Guido Fubini

Guido Fubini
Born (1879-01-19)19 January 1879
Venice
Died 6 June 1943(1943-06-06) (aged 64)
New York
Fields Mathematics
Alma mater Scuola Normale Superiore di Pisa
Doctoral advisor Ulisse Dini
Luigi Bianchi
Known for Fubini's theorem
Fubini's theorem on differentiation
Fubini–Study metric
Fubini numbers

Guido Fubini (19 January 1879 – 6 June 1943) was an Italian mathematician, known for Fubini's theorem and the Fubini–Study metric.

Born in Venice, he was steered towards mathematics at an early age by his teachers and his father, who was himself a teacher of mathematics. In 1896 he entered the Scuola Normale Superiore di Pisa, where he studied under the notable mathematicians Ulisse Dini and Luigi Bianchi. He gained some early fame when his 1900 doctoral thesis, entitled Clifford's parallelism in elliptic spaces, was discussed in a widely read work on differential geometry published by Bianchi in 1902.

After earning his doctorate, he took up a series of professorships. In 1901 he began teaching at the University of Catania in Sicily; shortly afterwards he moved to the University of Genoa; and in 1908 he moved to the Politecnico in Turin and then the University of Turin, where he would stay for a few decades.

Request a —
Answer these questions from the Fubini biography:
(i) In what year did Fubini enter the Scuola Normale Superiore di Pisa?
(ii) What was the title of his 1900 doctoral thesis?
(iii) At which university did he begin teaching in 1901?

Given data —
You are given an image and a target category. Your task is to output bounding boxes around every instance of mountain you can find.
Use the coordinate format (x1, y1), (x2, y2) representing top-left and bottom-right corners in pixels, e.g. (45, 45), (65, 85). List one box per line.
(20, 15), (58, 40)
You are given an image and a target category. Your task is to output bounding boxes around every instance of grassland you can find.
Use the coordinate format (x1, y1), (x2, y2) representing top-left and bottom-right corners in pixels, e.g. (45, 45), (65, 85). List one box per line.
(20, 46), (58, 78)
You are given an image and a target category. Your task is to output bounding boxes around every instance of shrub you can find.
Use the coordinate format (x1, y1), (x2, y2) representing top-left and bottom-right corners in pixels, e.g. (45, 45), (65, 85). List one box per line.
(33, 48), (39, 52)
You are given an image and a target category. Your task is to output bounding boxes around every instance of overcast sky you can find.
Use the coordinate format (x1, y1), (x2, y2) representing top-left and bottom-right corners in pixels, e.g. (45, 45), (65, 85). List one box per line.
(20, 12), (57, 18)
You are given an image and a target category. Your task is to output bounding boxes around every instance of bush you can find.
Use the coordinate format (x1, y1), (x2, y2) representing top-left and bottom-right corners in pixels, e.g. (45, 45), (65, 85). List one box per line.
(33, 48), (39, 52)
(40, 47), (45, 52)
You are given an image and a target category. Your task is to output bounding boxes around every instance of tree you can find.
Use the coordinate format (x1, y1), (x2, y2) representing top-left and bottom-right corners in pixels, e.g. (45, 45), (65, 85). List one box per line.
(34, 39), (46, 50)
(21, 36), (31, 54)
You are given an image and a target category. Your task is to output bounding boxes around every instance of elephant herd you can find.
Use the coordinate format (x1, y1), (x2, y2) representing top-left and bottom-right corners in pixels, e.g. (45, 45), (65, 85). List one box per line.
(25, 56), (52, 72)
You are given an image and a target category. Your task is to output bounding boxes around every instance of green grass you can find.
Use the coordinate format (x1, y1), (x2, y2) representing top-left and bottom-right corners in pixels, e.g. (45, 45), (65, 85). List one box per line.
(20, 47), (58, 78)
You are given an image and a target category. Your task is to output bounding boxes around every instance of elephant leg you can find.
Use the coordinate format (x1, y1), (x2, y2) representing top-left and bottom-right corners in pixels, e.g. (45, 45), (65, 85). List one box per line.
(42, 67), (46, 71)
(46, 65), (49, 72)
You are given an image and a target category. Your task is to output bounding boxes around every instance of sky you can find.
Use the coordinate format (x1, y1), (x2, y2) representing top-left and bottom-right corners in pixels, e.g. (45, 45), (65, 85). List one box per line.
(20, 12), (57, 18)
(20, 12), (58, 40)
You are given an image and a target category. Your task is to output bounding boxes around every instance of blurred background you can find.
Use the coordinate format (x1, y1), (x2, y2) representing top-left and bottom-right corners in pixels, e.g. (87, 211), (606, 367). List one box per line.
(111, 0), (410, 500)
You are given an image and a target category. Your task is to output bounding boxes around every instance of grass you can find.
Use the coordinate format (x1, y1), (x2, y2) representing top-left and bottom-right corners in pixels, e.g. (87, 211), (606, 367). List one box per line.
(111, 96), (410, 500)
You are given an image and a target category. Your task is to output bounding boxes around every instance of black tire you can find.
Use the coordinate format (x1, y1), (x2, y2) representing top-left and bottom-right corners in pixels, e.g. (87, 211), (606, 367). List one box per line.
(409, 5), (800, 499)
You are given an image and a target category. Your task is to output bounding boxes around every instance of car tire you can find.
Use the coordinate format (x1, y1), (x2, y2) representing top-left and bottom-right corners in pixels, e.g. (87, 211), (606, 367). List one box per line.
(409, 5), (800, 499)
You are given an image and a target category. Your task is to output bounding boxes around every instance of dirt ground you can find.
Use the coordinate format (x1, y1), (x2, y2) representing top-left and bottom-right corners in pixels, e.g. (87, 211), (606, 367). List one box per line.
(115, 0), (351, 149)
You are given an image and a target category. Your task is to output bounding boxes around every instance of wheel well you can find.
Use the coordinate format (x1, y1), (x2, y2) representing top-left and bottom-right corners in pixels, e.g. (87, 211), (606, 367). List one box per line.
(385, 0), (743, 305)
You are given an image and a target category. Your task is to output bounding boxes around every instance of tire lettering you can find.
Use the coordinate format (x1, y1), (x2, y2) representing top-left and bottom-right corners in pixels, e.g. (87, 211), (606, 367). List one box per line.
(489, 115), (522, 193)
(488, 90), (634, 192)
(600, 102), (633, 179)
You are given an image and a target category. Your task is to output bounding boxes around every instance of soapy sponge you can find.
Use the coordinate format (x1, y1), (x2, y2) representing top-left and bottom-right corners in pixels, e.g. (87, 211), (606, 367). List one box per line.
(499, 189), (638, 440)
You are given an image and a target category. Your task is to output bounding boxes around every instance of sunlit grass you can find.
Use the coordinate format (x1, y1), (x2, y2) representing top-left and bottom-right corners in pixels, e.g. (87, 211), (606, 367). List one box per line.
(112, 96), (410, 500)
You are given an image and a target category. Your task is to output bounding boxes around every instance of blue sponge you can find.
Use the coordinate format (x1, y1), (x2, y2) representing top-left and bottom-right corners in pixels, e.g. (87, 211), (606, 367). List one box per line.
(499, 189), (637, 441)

Request b — From the records, copy out the lines between the line holding "background you can find." and the line holding "(111, 96), (410, 500)", inclusive.

Final answer a —
(i) 1896
(ii) Clifford's parallelism in elliptic spaces
(iii) The University of Catania, in Sicily

Final answer b —
You are given an image and a target category. Your task is to output bounding boxes around every instance of blurred background you can find.
Use the coordinate format (x1, y1), (x2, y2) representing top-left and bottom-right corners in pixels, e.g. (87, 211), (606, 367). List one box per line.
(111, 0), (410, 500)
You are given an image and a target category. Your task is to output bounding boxes around every instance of grass you can find.
Use the coordinate format (x1, y1), (x2, y2) representing top-left and bottom-right corners in pixels, e.g. (87, 211), (606, 367). List one box per line.
(111, 96), (410, 500)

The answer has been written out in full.